**** Quoted passage ****

Length: 3 hours (half day)
Intended Audience: This tutorial is intended for both researchers and practitioners from a variety of areas,
e.g., cancer research, health care, communication, business processes, and
databases, who are interested in integration of information (including several data
sets of the same type or data sets of distinct types) to filter noise in information and
applying machine learning and statistical methods to identify objects of interest, e.g.,
the true mutations in DNA of cancer patients.
Description: Big data has tremendous potential to transform businesses and research but raises
significant challenges in pre-processing and extracting useful information and
information integration to identify objects of interest. In this tutorial, I will present
some statistical methods/machine learning for fusion and analysis of big data in
cancer research, e.g., DNA sequencing data, gene expression data (RNA-seq) from
The Cancer Genome Atlas (TCGA), protein expression and clinical features of
cancer patients. This tutorial aims to cover both useful statistical/data mining
methods and the cutting-edge directions.

**** Supplied material ****

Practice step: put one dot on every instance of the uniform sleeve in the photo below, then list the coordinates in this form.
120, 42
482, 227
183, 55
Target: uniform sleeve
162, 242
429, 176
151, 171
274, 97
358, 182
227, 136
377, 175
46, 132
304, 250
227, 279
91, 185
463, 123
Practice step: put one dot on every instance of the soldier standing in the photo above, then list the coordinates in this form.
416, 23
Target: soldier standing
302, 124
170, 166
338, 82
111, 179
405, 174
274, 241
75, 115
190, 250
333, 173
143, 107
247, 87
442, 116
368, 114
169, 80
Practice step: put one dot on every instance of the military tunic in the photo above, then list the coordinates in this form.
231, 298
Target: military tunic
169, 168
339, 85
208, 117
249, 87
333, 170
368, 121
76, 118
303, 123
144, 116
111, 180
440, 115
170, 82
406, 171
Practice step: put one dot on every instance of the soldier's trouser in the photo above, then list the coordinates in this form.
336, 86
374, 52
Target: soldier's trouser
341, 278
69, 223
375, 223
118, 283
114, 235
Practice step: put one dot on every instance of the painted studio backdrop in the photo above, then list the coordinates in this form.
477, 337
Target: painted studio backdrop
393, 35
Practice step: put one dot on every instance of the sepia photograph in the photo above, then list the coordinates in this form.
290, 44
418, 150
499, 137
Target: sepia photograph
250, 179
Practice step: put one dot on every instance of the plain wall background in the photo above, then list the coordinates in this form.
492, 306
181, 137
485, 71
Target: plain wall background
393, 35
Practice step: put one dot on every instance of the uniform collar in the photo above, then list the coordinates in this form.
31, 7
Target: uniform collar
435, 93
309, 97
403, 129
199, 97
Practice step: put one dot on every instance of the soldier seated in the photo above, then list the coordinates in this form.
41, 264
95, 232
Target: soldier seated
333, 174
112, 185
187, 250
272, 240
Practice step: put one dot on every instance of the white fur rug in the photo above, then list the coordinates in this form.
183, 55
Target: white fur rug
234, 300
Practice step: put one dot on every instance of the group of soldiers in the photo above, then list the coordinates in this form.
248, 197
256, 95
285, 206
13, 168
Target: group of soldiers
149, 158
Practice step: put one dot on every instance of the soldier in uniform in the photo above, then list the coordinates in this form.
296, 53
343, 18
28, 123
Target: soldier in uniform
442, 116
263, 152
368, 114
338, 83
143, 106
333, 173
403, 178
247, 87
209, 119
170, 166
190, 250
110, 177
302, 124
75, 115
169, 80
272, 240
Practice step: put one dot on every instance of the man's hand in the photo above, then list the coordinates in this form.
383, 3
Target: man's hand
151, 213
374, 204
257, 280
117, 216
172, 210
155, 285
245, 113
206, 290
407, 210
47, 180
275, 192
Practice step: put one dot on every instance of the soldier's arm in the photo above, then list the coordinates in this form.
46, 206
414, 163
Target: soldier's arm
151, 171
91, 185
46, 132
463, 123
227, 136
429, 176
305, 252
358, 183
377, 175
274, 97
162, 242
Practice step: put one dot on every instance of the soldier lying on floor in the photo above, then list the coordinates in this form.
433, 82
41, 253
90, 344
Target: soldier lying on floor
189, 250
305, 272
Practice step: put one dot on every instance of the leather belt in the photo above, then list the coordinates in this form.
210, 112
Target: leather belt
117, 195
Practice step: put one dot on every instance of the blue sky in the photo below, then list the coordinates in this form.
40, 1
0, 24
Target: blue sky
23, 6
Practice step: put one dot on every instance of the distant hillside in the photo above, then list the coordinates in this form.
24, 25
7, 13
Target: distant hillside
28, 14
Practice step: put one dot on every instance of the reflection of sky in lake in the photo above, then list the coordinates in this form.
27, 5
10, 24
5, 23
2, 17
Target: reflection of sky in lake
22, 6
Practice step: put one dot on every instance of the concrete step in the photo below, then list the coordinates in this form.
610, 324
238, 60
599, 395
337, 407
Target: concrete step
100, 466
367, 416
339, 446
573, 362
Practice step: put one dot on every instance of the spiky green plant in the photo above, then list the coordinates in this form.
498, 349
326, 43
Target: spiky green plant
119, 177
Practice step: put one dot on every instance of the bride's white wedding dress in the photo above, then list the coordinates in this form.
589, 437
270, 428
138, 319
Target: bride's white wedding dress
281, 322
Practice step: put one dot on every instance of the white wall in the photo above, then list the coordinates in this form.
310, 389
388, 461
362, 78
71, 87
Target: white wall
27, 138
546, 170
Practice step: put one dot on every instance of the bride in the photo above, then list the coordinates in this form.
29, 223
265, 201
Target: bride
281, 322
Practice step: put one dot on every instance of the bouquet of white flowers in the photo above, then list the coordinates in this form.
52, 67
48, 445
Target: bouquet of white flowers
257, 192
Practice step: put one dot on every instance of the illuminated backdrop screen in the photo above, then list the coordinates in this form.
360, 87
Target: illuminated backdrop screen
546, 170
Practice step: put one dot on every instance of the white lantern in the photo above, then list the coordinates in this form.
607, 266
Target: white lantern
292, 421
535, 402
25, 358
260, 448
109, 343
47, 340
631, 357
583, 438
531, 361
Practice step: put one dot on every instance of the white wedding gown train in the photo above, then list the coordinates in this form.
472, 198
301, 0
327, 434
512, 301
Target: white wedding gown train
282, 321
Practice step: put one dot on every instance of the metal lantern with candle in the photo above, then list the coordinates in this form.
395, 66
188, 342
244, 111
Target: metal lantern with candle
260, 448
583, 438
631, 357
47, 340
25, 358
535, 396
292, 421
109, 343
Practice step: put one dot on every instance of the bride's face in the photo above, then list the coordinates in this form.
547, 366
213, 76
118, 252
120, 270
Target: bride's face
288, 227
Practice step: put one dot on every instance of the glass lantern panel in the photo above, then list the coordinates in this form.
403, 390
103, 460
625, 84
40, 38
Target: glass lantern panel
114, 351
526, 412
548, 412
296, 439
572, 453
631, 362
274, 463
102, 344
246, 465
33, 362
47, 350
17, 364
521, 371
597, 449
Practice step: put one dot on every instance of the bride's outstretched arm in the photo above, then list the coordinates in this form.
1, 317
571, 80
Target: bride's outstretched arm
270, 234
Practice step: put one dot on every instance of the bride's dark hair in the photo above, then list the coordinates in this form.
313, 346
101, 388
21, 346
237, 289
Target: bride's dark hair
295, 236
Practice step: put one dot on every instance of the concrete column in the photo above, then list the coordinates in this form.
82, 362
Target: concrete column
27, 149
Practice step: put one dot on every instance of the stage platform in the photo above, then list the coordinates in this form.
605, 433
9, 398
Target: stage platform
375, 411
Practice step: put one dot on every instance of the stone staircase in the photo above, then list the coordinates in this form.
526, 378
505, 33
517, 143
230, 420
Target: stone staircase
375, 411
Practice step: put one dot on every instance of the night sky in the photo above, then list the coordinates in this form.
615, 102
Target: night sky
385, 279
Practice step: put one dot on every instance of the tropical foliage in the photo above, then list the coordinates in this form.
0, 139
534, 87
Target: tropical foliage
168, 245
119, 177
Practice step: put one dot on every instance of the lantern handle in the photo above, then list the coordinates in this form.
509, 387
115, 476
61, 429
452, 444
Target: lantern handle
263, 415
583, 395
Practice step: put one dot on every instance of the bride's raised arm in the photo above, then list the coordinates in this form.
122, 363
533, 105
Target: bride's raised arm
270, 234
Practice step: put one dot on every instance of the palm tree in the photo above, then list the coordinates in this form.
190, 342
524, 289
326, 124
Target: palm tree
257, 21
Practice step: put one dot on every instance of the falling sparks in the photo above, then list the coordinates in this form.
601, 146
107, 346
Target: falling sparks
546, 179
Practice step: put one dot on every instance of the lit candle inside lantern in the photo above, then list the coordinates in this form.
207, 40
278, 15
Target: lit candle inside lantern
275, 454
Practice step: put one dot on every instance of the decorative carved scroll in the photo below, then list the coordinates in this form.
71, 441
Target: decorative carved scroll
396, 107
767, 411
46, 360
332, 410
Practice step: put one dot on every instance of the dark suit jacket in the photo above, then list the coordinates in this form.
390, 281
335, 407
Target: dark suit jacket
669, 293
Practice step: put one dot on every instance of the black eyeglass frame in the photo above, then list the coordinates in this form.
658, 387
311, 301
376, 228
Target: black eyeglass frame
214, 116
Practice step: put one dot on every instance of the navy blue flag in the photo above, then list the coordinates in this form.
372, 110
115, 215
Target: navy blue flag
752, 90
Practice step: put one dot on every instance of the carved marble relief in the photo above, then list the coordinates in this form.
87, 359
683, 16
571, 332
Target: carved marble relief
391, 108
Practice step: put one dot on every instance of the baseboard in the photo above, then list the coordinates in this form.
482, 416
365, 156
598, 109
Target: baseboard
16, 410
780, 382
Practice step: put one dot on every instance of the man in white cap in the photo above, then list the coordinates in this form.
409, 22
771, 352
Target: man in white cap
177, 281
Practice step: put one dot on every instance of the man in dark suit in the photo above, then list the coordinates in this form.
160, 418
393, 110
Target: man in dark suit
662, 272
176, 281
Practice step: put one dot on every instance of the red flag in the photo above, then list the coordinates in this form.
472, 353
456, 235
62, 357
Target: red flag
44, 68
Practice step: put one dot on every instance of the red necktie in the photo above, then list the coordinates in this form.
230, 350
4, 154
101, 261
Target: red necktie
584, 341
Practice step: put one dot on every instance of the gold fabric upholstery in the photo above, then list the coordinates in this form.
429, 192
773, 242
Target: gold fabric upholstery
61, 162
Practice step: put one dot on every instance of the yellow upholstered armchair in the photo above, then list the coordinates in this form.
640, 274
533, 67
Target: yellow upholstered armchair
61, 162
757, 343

****

▸ Assigned task A:
Quote word for word the part of the tutorial description that opens with the words containing "Description: Big data" and closes with "the cutting-edge directions.".
▸ Assigned task B:
List the areas that the tutorial description names as examples of where its intended audience comes from.
▸ Assigned task C:
Carry on the tutorial description from its last sentence.
The data comes from a different source than the tutorial description.

▸ Written reply A:
Description: Big data has tremendous potential to transform businesses and research but raises
significant challenges in pre-processing and extracting useful information and
information integration to identify objects of interest. In this tutorial, I will present
some statistical methods/machine learning for fusion and analysis of big data in
cancer research, e.g., DNA sequencing data, gene expression data (RNA-seq) from
The Cancer Genome Atlas (TCGA), protein expression and clinical features of
cancer patients. This tutorial aims to cover both useful statistical/data mining
methods and the cutting-edge directions.

▸ Written reply B:
cancer research, health care, communication, business processes, databases

▸ Written reply C:
Topics include the following: (1) integration of data sets to filter noise in the
information, (2) sampling of big data to reduce computational burden but retain
certain prediction accuracy, (3) applying machine learning/statistics to identify true
objects, e.g., true mutations in DNA sequencing data of cancer patients, and (4)
integration of distinct types of information to identify objects, e.g., using DNA,
RNA gene expression and protein data, and clinical features of cancer patients to
find novel drug targets for cancers and identify prognosis markers of cancer patients.
Prerequisites: Basic knowledge of probability and statistics, data mining or
databases will be helpful.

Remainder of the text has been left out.